§ Source:
* * * * * * * * *

Configure your solution to address specific ESG and financial reporting requirements as needed:
- Chart of accounts: Consolidate non-financial ESG data according to the same principles as financial data. Map material ESG metrics to financial accounts to support integrated reporting.
- Reporting hierarchies: Configure reporting hierarchies to align with organisational structure and reporting requirements.
- Consistent calculations: Develop standardised calculations and formulas across the organisation for comparability of ESG metrics.
Automate workflow and approval process
Implement automated workflows within your ESG reporting solution to streamline data submission, validation, and approval processes. These workflows enforce data quality checks, reducing the risk of human error and ensuring that your reports are accurate and reliable. Automated workflows also facilitate the tracking of data changes and approval histories, enhancing your organisation’s readiness for assurance audits. By establishing robust data governance practices, your organisation can respond more efficiently to audit requests and provide the necessary documentation to support ESG disclosures.
Configure tailored dashboards and visualisation
Utilise dashboards and visualisation tools to make your ESG and financial data accessible and easy to understand. Tailor these dashboards to meet stakeholders’ needs and tell a compelling story about your ESG initiatives and financial performance. For example, a CEO will want to see a different set of metrics & KPIs than an operational manager. By effectively communicating insights through data storytelling, you can make a strong impression, engage stakeholders and highlight the impact of your efforts. Moving forwards, ensure ESG metrics are visible across all levels of the organisation, so ESG performance can be routinely assessed to foster sustainable business practices.
Integrate ESG metrics into corporate reports
To effectively communicate the financial implications of ESG factors, incorporate relevant information into annual corporate reports. Under the Companies Act 2006, certain companies are required to include climate-related financial risks and opportunities in strategic reports. For example, increased severity of extreme weather events causing damage to facilities and increasing capital costs. Embedding ESG disclosures within financial reporting frameworks will provide stakeholders with a comprehensive view of the company’s resilience. Supplement financial disclosures with qualitative narratives, highlighting strategic ESG initiatives and their alignment with corporate values, offering deeper insights into the company's commitment to sustainability and long-term value creation.

* * * * * * * * *

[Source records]

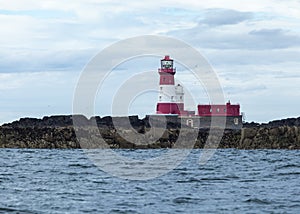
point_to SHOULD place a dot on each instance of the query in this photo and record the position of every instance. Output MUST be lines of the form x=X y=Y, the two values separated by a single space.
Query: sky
x=253 y=47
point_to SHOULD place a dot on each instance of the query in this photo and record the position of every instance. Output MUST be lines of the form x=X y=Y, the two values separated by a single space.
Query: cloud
x=218 y=17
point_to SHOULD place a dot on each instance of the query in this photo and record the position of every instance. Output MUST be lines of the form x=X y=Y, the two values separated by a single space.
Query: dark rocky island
x=58 y=132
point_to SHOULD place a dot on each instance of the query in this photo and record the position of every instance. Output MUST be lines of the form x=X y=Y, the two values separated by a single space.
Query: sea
x=231 y=181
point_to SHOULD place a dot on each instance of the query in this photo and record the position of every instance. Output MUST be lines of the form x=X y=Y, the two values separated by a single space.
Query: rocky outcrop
x=59 y=132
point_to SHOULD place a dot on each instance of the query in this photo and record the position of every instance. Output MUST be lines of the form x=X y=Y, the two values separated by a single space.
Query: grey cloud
x=217 y=17
x=234 y=39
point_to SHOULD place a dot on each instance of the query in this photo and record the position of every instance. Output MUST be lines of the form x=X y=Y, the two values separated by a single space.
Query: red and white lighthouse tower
x=170 y=98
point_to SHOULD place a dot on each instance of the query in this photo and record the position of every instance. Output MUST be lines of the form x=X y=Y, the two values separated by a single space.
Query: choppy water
x=233 y=181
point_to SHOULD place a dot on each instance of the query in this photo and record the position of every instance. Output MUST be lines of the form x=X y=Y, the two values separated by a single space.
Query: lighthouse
x=170 y=98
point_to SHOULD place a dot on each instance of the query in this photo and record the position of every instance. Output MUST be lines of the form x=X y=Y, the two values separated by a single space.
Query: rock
x=58 y=132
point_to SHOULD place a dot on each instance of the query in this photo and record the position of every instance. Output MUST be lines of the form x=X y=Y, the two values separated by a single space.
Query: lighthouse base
x=169 y=108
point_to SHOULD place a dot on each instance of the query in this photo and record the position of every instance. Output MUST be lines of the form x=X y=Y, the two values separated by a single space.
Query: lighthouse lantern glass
x=167 y=64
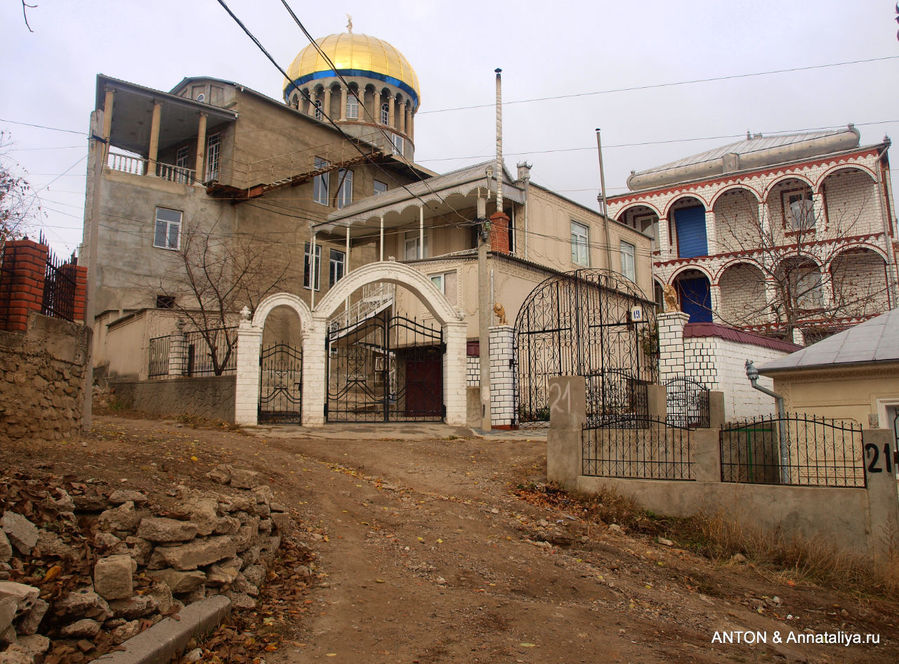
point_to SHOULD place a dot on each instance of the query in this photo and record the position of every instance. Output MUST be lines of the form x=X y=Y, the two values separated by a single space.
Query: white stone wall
x=472 y=371
x=671 y=345
x=502 y=375
x=851 y=204
x=721 y=365
x=742 y=300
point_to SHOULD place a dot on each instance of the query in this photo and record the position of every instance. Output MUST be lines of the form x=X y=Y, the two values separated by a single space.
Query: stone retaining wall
x=42 y=378
x=210 y=397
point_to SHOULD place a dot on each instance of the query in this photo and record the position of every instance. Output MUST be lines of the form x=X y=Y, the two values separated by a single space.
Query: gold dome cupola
x=368 y=87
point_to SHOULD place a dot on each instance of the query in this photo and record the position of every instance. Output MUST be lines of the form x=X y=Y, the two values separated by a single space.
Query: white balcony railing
x=375 y=298
x=132 y=165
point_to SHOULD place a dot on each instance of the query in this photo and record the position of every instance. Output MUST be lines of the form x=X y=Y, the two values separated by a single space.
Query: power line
x=671 y=84
x=662 y=142
x=37 y=126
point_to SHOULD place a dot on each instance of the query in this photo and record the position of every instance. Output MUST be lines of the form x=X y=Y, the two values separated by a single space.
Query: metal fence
x=637 y=448
x=59 y=287
x=159 y=357
x=687 y=403
x=799 y=450
x=200 y=346
x=194 y=353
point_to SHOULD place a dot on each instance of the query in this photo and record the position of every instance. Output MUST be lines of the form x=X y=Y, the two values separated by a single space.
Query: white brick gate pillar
x=315 y=375
x=246 y=393
x=454 y=365
x=502 y=377
x=671 y=344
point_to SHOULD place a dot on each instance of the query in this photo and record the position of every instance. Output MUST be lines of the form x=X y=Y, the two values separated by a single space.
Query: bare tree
x=18 y=202
x=800 y=269
x=214 y=275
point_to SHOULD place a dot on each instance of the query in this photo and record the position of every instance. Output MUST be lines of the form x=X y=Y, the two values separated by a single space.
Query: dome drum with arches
x=353 y=55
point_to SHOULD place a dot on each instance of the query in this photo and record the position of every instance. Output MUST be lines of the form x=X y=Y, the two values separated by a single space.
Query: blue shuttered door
x=696 y=299
x=690 y=224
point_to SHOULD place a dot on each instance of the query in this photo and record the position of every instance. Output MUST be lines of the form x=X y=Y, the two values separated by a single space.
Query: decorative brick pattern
x=499 y=233
x=472 y=371
x=502 y=376
x=42 y=379
x=745 y=222
x=742 y=296
x=22 y=282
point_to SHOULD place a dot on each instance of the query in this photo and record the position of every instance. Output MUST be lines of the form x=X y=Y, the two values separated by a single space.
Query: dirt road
x=426 y=555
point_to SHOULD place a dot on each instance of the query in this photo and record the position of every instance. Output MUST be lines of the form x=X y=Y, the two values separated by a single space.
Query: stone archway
x=249 y=342
x=451 y=323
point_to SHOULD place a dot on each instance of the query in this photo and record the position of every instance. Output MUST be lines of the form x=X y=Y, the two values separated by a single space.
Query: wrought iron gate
x=385 y=369
x=280 y=384
x=592 y=323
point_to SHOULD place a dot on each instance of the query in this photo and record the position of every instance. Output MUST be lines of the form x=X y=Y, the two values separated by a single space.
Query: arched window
x=352 y=105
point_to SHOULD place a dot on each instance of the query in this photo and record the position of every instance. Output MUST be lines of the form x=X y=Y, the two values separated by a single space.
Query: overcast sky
x=546 y=49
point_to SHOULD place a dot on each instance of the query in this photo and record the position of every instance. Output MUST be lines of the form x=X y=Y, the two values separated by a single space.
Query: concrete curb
x=169 y=637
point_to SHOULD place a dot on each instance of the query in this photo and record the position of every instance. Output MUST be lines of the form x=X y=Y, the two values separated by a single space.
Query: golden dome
x=353 y=55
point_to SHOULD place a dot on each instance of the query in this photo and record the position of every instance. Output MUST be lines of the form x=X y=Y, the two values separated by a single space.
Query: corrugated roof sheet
x=876 y=340
x=746 y=146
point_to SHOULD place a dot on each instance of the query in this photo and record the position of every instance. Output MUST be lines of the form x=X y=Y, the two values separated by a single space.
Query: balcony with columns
x=151 y=134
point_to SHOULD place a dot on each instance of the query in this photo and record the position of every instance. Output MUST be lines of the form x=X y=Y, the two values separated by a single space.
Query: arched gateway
x=352 y=372
x=591 y=323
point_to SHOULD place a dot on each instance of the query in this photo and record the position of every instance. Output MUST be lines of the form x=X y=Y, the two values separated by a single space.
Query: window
x=799 y=210
x=182 y=167
x=412 y=239
x=168 y=229
x=446 y=284
x=580 y=239
x=165 y=301
x=628 y=266
x=345 y=188
x=398 y=147
x=307 y=267
x=320 y=182
x=352 y=106
x=336 y=266
x=213 y=156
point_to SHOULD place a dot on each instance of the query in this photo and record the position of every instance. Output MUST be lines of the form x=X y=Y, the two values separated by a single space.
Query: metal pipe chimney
x=499 y=139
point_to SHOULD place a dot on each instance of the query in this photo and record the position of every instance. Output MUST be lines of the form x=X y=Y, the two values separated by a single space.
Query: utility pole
x=485 y=311
x=601 y=199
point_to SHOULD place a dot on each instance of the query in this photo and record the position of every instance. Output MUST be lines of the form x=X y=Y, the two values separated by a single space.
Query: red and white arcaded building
x=789 y=235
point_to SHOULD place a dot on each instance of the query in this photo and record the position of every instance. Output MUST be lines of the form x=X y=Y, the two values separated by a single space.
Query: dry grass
x=718 y=538
x=817 y=560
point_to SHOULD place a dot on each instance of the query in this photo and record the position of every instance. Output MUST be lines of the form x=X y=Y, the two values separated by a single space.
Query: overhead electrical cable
x=653 y=86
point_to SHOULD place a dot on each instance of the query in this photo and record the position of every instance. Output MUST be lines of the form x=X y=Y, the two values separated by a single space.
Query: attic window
x=799 y=210
x=165 y=301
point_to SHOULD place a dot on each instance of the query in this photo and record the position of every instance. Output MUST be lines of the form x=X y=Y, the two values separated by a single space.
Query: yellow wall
x=840 y=393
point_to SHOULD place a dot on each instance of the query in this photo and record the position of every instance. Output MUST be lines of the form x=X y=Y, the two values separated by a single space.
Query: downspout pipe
x=753 y=375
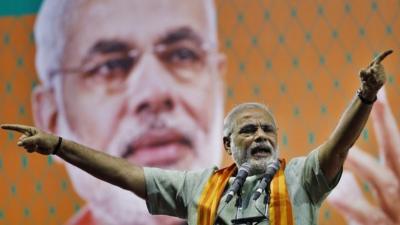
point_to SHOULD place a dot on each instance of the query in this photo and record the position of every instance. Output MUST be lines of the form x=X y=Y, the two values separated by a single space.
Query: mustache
x=155 y=135
x=264 y=147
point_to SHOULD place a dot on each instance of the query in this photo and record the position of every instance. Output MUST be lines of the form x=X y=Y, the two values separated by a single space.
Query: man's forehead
x=255 y=115
x=137 y=22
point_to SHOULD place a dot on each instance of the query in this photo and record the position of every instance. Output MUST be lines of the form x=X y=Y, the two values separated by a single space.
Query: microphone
x=243 y=172
x=272 y=168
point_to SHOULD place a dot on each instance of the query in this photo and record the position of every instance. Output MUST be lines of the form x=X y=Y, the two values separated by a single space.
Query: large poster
x=150 y=81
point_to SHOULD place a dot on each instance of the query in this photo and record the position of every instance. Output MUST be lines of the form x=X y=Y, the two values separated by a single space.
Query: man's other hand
x=33 y=139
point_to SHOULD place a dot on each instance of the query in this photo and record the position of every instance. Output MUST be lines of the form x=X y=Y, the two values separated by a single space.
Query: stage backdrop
x=300 y=58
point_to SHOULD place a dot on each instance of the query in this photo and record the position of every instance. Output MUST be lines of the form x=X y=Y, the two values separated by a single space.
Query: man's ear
x=221 y=63
x=227 y=145
x=44 y=108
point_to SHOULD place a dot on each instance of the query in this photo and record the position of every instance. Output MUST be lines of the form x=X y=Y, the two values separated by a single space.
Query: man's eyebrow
x=269 y=126
x=109 y=46
x=182 y=33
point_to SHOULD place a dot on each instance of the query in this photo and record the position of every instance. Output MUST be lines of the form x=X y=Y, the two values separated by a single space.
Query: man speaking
x=250 y=137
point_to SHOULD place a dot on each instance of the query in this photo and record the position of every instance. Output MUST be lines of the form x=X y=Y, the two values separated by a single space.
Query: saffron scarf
x=280 y=208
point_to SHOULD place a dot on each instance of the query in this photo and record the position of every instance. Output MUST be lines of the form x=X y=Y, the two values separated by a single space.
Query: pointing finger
x=27 y=130
x=381 y=57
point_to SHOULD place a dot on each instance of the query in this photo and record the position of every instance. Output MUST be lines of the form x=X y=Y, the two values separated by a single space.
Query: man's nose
x=151 y=88
x=261 y=136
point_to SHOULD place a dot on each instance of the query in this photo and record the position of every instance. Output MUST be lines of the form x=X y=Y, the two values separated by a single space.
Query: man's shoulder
x=83 y=217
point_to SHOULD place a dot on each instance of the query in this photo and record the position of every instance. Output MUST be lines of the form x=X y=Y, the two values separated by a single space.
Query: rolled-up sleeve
x=314 y=180
x=170 y=192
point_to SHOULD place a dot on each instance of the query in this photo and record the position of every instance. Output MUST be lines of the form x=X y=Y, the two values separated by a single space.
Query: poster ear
x=227 y=145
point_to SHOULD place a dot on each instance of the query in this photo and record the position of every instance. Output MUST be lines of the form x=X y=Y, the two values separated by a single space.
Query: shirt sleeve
x=313 y=179
x=170 y=192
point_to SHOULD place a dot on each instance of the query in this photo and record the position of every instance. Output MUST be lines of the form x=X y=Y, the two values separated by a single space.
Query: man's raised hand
x=33 y=139
x=373 y=77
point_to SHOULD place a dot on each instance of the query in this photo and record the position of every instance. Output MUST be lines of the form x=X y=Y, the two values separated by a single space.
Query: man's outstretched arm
x=111 y=169
x=333 y=152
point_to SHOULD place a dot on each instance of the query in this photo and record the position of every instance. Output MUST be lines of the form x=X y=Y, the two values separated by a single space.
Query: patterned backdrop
x=301 y=58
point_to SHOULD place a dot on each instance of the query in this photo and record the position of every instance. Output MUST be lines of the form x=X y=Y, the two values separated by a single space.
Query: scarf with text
x=280 y=208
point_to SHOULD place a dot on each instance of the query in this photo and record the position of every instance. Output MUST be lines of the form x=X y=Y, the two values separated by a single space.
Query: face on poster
x=136 y=79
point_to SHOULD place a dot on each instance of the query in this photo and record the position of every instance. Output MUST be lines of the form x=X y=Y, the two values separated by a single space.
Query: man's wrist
x=365 y=97
x=57 y=147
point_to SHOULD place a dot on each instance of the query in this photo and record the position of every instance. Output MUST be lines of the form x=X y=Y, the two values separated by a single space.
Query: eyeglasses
x=184 y=60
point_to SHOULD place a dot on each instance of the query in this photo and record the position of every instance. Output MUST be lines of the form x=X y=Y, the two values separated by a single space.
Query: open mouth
x=261 y=151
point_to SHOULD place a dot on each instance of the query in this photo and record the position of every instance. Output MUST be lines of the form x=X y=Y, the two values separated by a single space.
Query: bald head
x=67 y=26
x=230 y=119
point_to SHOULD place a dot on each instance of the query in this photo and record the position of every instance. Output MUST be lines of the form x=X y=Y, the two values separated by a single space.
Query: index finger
x=17 y=127
x=381 y=56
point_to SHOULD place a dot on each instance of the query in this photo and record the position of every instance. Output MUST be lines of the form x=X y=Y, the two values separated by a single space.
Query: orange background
x=300 y=58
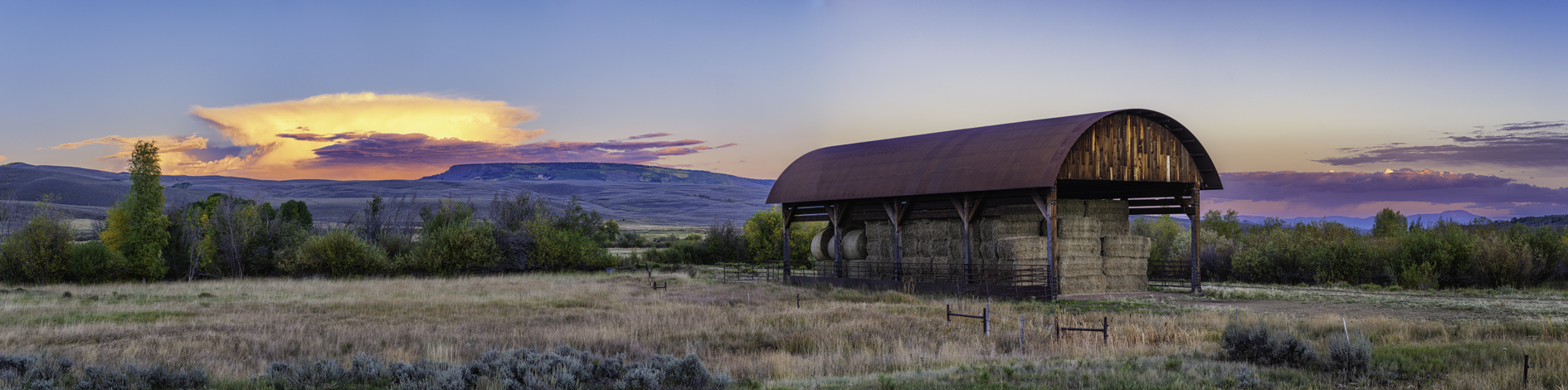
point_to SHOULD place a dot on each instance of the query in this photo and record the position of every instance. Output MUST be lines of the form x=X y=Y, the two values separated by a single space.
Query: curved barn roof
x=982 y=158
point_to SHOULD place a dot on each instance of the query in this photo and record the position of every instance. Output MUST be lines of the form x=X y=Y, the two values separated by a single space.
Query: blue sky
x=1266 y=85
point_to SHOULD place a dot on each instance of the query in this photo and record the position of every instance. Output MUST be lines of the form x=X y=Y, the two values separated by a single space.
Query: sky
x=1310 y=109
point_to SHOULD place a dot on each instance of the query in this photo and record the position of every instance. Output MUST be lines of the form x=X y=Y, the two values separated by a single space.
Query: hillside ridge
x=590 y=171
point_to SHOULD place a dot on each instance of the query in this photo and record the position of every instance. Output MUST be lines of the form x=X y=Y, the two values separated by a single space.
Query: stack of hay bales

* * * * * * * * *

§ What you need to do:
Condense the paragraph in the ESG reporting text above that begins "Implement automated workflows within your ESG reporting solution" into a short bulleted list that keeps its main facts.

§ Response:
- Automated workflows in an ESG reporting solution streamline data submission, validation and approval.
- They enforce data quality checks, which reduces human error and keeps reports accurate and reliable.
- They track data changes and approval histories, which makes the organization more ready for assurance audits.
- Strong data governance lets the organization answer audit requests more efficiently and supply the documentation that supports ESG disclosures.